▶ Trecho:
━━━

Risco X Impacto e a Gincana Escolar

Como avaliar se medidas de governo são efetivamente responsáveis pelo desenvolvimento das pessoas? Se diminuem ou aumentam o acesso? Como decidir pelo investimento? Qual a diferença entre risco e impacto de uma ação?

De forma similar pudemos identificar esses problemas na gincana proposta pela Dona Noca, diretora da escola das Matrizes, no verão passado, cuja pretensão era melhorar o desempenho dos alunos submetendo-os a um difícil concurso no qual a escola seria classificada dentro de um ranking de qualidade internacional.

A competição resumia no seguinte: os estudantes deveriam escolher 2 propostas que melhorassem o desempenho escolar. Executadas, aquela que desse melhor resultado seria implantada definitivamente pela direção da escola.

━━━

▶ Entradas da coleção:

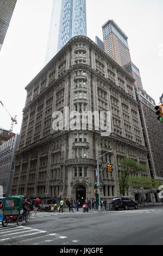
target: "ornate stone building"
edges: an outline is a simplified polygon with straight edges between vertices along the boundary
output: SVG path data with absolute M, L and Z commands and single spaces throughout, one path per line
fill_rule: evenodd
M 113 166 L 101 175 L 101 197 L 111 201 L 119 195 L 121 159 L 148 165 L 134 81 L 89 38 L 71 39 L 26 88 L 11 194 L 95 198 L 97 156 L 114 149 L 100 159 L 102 167 L 109 161 Z M 54 131 L 52 114 L 64 114 L 65 107 L 70 113 L 111 111 L 110 135 L 101 136 L 93 125 Z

━━━

▶ O que fazer:
A. Segundo o texto sobre risco e impacto, quem propôs a gincana escolar?
B. No texto sobre risco e impacto, transforme em lista o parágrafo que começa com "A competição resumia", mantendo os fatos principais.
C. Indique se cada afirmação está de acordo com o texto sobre risco e impacto, respondendo sim ou não e citando as palavras do texto que decidem a questão: (i) A gincana foi proposta no verão passado. (ii) Os estudantes deveriam escolher três propostas. (iii) A escola seria classificada em um ranking nacional.

▶ Soluções:
A. Dona Noca, diretora da escola das Matrizes.

B.
- Os estudantes escolheriam 2 propostas para melhorar o desempenho escolar.
- As propostas seriam executadas.
- A que desse melhor resultado seria implantada definitivamente pela direção da escola.

C.
(i) Sim: "no verão passado".
(ii) Não: "os estudantes deveriam escolher 2 propostas".
(iii) Não: "dentro de um ranking de qualidade internacional".